Problem: Recast everything from the start of the rows down through the line containing "positive clicks: (23, 166)" as a numbered list, skipping blank lines. Leave the pictures out of your answer.

---

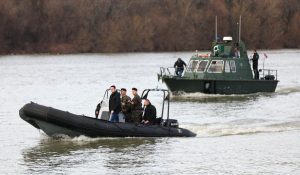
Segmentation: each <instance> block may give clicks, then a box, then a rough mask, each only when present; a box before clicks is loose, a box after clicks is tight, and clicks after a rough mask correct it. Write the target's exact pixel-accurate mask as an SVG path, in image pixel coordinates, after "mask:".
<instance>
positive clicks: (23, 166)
mask: <svg viewBox="0 0 300 175" xmlns="http://www.w3.org/2000/svg"><path fill="white" fill-rule="evenodd" d="M264 52H265V53H267V54H268V58H267V59H266V60H265V65H266V67H267V68H272V69H278V70H279V77H278V78H279V80H280V82H279V84H278V87H277V90H276V92H275V93H258V94H251V95H227V96H226V95H204V94H197V93H196V94H184V95H183V96H180V97H178V96H175V97H172V101H171V111H170V114H171V118H176V119H178V120H179V123H180V126H181V127H184V128H188V129H190V130H192V131H194V132H195V133H197V137H195V138H88V137H84V136H80V137H76V138H68V137H65V138H62V139H53V138H49V137H48V136H46V135H45V134H43V133H42V132H41V131H39V130H37V129H35V128H33V127H32V126H31V125H29V124H28V123H26V122H25V121H23V120H21V118H20V117H19V115H18V110H19V109H20V108H21V107H22V106H23V105H24V104H26V103H28V102H30V101H34V102H37V103H39V104H43V105H47V106H52V107H55V108H58V109H62V110H66V111H70V112H72V113H76V114H85V115H89V116H93V115H94V109H95V106H96V104H97V103H98V102H99V101H100V99H101V98H102V96H103V94H104V90H105V89H106V88H108V87H109V86H110V85H112V84H115V85H116V86H117V87H118V88H121V87H125V88H127V89H131V88H132V87H137V88H138V89H139V90H140V92H141V90H142V89H145V88H155V87H160V88H164V87H165V85H163V84H162V83H160V82H158V81H157V75H156V73H157V72H159V67H161V66H163V67H168V66H172V64H173V63H174V61H175V60H176V58H177V57H181V58H183V59H184V60H185V61H188V59H189V57H190V56H191V55H192V53H191V52H174V53H123V54H79V55H18V56H13V55H12V56H1V57H0V97H1V98H0V106H1V107H0V149H1V151H0V174H272V175H274V174H280V175H281V174H295V175H298V174H300V78H299V75H300V59H299V57H300V50H277V51H260V53H261V59H260V63H259V66H260V67H261V66H262V60H263V59H262V57H263V55H262V53H264ZM159 97H160V96H159V94H154V95H153V99H152V103H153V104H154V105H156V106H157V108H159V107H160V102H161V101H160V98H159Z"/></svg>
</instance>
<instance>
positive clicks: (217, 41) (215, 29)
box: [215, 16, 218, 42]
mask: <svg viewBox="0 0 300 175" xmlns="http://www.w3.org/2000/svg"><path fill="white" fill-rule="evenodd" d="M215 27H216V28H215V32H216V33H215V37H216V42H218V16H216V26H215Z"/></svg>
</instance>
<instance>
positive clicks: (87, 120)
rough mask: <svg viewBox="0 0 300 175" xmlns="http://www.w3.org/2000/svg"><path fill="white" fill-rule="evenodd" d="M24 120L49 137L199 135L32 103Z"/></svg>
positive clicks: (109, 136)
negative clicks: (53, 107) (100, 118)
mask: <svg viewBox="0 0 300 175" xmlns="http://www.w3.org/2000/svg"><path fill="white" fill-rule="evenodd" d="M19 113H20V117H21V118H22V119H23V120H25V121H26V122H28V123H30V124H31V125H33V126H34V127H35V128H37V129H41V130H43V131H44V132H45V133H46V134H47V135H49V136H56V135H68V136H71V137H76V136H80V135H85V136H89V137H194V136H196V134H195V133H193V132H191V131H189V130H187V129H183V128H174V127H166V126H161V125H142V124H133V123H112V122H108V121H106V120H101V119H96V118H91V117H87V116H83V115H75V114H72V113H69V112H66V111H61V110H58V109H54V108H51V107H46V106H42V105H39V104H35V103H28V104H26V105H25V106H24V107H23V108H21V109H20V111H19Z"/></svg>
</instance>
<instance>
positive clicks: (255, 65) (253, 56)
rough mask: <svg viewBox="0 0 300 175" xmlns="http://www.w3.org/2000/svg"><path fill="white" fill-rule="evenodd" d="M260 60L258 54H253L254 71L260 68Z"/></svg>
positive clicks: (253, 67)
mask: <svg viewBox="0 0 300 175" xmlns="http://www.w3.org/2000/svg"><path fill="white" fill-rule="evenodd" d="M258 59H259V55H258V53H257V52H255V53H254V54H253V57H252V62H253V64H252V67H253V69H254V70H257V67H258Z"/></svg>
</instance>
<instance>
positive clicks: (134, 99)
mask: <svg viewBox="0 0 300 175" xmlns="http://www.w3.org/2000/svg"><path fill="white" fill-rule="evenodd" d="M132 102H133V104H132V105H131V110H133V111H134V110H142V99H141V97H140V96H139V95H136V96H134V97H133V99H132Z"/></svg>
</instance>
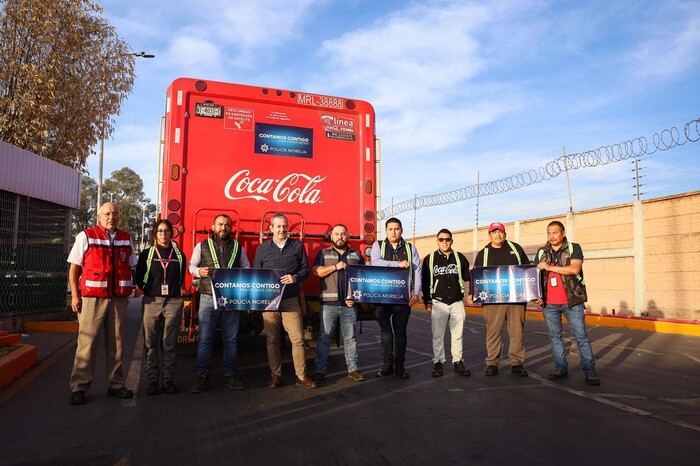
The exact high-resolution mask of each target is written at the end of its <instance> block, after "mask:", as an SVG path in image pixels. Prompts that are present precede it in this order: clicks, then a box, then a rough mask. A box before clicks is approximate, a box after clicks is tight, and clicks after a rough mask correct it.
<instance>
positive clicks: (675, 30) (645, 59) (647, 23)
mask: <svg viewBox="0 0 700 466" xmlns="http://www.w3.org/2000/svg"><path fill="white" fill-rule="evenodd" d="M667 8H668V9H669V10H671V11H670V12H667V14H665V15H664V16H663V18H664V23H663V24H659V22H658V21H659V19H658V18H654V20H655V21H653V20H652V21H649V22H648V23H647V24H646V26H647V30H648V31H649V32H648V34H647V35H646V36H647V37H648V38H647V39H645V40H643V41H641V42H640V43H639V45H638V46H637V47H636V48H635V49H634V50H633V51H632V53H631V55H630V57H629V62H630V64H629V68H630V70H631V71H633V72H634V73H635V75H637V76H639V75H641V76H647V77H651V78H668V77H674V76H677V75H679V74H682V73H683V72H685V71H686V70H688V69H690V68H692V67H694V66H695V65H696V64H697V62H698V53H697V51H698V47H699V46H700V12H698V10H697V3H680V4H671V5H669V6H667Z"/></svg>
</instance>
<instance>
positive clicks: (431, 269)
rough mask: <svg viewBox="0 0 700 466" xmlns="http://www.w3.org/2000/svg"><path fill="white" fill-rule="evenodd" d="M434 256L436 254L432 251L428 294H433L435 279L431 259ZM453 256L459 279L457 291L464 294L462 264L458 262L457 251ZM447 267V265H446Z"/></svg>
mask: <svg viewBox="0 0 700 466" xmlns="http://www.w3.org/2000/svg"><path fill="white" fill-rule="evenodd" d="M435 254H437V251H434V252H433V253H432V254H431V255H430V294H431V295H432V294H435V285H434V279H435V269H433V259H434V257H435ZM454 255H455V261H457V277H458V278H459V289H460V291H461V292H462V294H464V280H462V263H461V262H460V261H459V254H457V251H455V252H454ZM448 265H449V264H448Z"/></svg>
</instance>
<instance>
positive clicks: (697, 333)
mask: <svg viewBox="0 0 700 466" xmlns="http://www.w3.org/2000/svg"><path fill="white" fill-rule="evenodd" d="M413 308H414V309H420V310H425V306H423V305H422V304H421V305H416V306H413ZM465 312H466V313H467V314H469V315H481V314H483V311H482V309H481V308H480V307H471V306H470V307H467V308H466V310H465ZM525 319H526V320H538V321H543V320H544V316H543V315H542V311H539V310H530V309H528V310H527V311H525ZM586 324H587V325H599V326H601V327H614V328H626V329H629V330H641V331H643V332H655V333H670V334H675V335H687V336H691V337H700V322H698V321H686V322H684V321H675V320H670V319H657V318H652V317H630V316H605V315H599V314H586Z"/></svg>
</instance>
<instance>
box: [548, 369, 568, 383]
mask: <svg viewBox="0 0 700 466" xmlns="http://www.w3.org/2000/svg"><path fill="white" fill-rule="evenodd" d="M547 378H548V379H549V380H561V379H568V378H569V370H568V369H560V368H558V367H557V368H556V369H555V370H554V372H550V373H549V375H548V376H547Z"/></svg>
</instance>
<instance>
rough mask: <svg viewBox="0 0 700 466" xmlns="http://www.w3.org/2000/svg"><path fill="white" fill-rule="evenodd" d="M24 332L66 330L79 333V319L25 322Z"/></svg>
mask: <svg viewBox="0 0 700 466" xmlns="http://www.w3.org/2000/svg"><path fill="white" fill-rule="evenodd" d="M23 331H24V332H65V333H78V321H77V320H72V321H43V322H38V321H37V322H25V323H24V326H23Z"/></svg>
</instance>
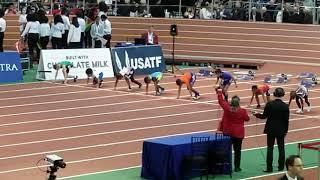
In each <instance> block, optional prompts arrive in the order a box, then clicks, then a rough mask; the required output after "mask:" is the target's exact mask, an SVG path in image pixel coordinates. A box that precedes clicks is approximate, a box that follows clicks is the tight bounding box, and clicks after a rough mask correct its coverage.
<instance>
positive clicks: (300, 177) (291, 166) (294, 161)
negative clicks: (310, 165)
mask: <svg viewBox="0 0 320 180" xmlns="http://www.w3.org/2000/svg"><path fill="white" fill-rule="evenodd" d="M286 168H287V172H286V174H285V175H283V176H281V177H280V178H279V179H278V180H303V179H304V178H303V177H302V176H301V172H302V170H303V164H302V160H301V158H300V156H298V155H291V156H289V157H288V158H287V159H286Z"/></svg>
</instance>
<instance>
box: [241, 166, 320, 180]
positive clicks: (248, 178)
mask: <svg viewBox="0 0 320 180" xmlns="http://www.w3.org/2000/svg"><path fill="white" fill-rule="evenodd" d="M315 168H319V166H311V167H307V168H303V169H304V170H307V169H315ZM278 174H284V172H276V173H269V174H265V175H261V176H253V177H247V178H245V179H240V180H248V179H257V178H263V177H268V176H274V175H278Z"/></svg>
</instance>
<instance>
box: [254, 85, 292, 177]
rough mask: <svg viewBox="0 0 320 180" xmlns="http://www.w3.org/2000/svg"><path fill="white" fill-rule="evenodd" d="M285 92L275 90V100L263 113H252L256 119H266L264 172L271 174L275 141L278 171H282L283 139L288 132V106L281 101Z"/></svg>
mask: <svg viewBox="0 0 320 180" xmlns="http://www.w3.org/2000/svg"><path fill="white" fill-rule="evenodd" d="M284 94H285V92H284V89H283V88H276V89H275V91H274V93H273V95H274V97H275V99H274V100H273V101H270V102H268V103H267V104H266V106H265V108H264V111H263V113H262V114H261V113H253V115H255V116H256V117H257V118H260V119H265V118H267V121H266V124H265V127H264V133H265V134H267V147H268V148H267V169H266V170H264V172H268V173H270V172H272V171H273V168H272V161H273V146H274V141H275V139H277V144H278V150H279V159H278V171H282V170H283V169H284V163H285V150H284V138H285V136H286V134H287V132H288V127H289V114H290V113H289V106H288V104H286V103H284V102H283V101H282V99H281V98H282V97H283V96H284Z"/></svg>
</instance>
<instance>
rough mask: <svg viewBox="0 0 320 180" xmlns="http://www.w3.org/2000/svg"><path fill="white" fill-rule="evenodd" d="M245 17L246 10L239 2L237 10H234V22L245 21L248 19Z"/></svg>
mask: <svg viewBox="0 0 320 180" xmlns="http://www.w3.org/2000/svg"><path fill="white" fill-rule="evenodd" d="M245 16H246V12H245V10H244V9H243V8H242V7H241V3H240V1H237V2H236V5H235V8H234V9H232V20H240V21H244V20H245V19H246V18H245Z"/></svg>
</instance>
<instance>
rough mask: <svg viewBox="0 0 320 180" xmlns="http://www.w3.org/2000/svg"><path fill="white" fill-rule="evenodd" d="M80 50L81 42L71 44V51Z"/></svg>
mask: <svg viewBox="0 0 320 180" xmlns="http://www.w3.org/2000/svg"><path fill="white" fill-rule="evenodd" d="M80 48H82V47H81V44H80V42H70V44H69V49H80Z"/></svg>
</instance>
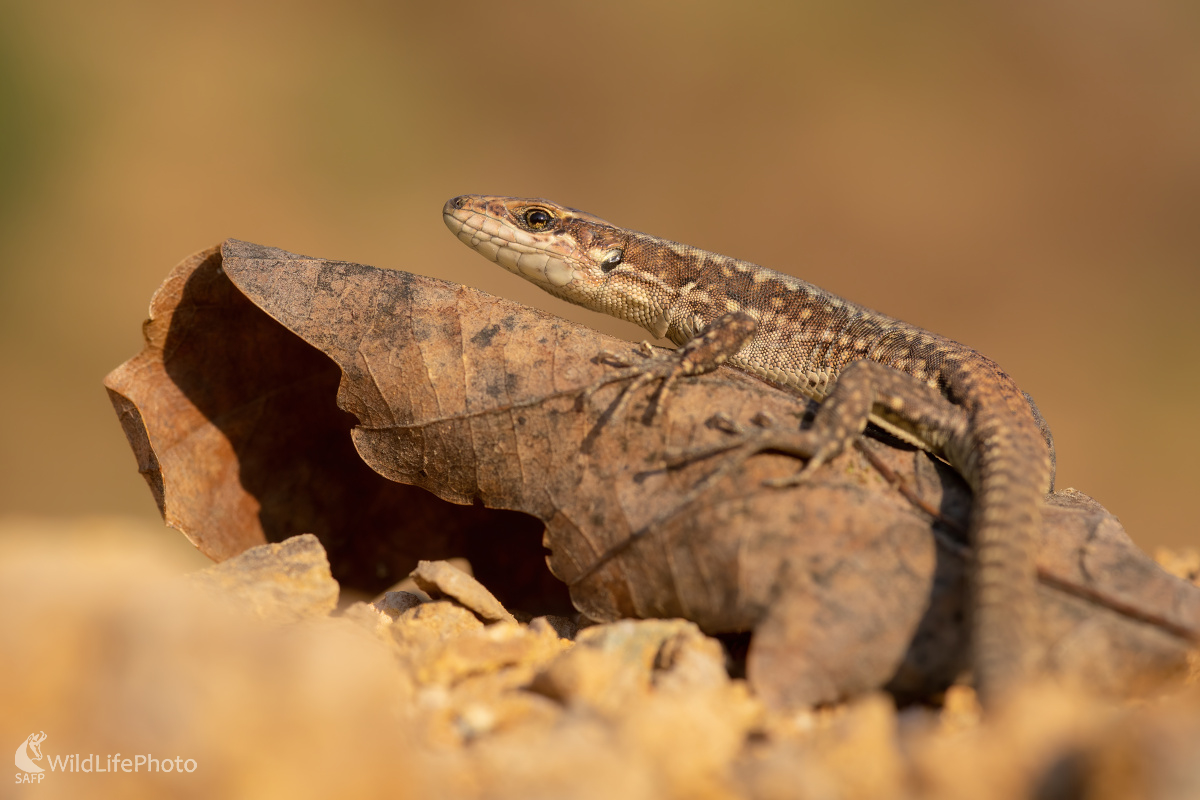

---

Answer area:
1. Segmentation: each <instance> block may give clicks, then a box, then a rough mask, each only when present; a box before clicks is loose, a box after clicks is tight, and clicks after a rough mask correct it. Write the target's exact pixel-accurate mask as an SVG path, in image pixel coordinates, after "mask:".
2. <instance>
3. positive clicks: (23, 166)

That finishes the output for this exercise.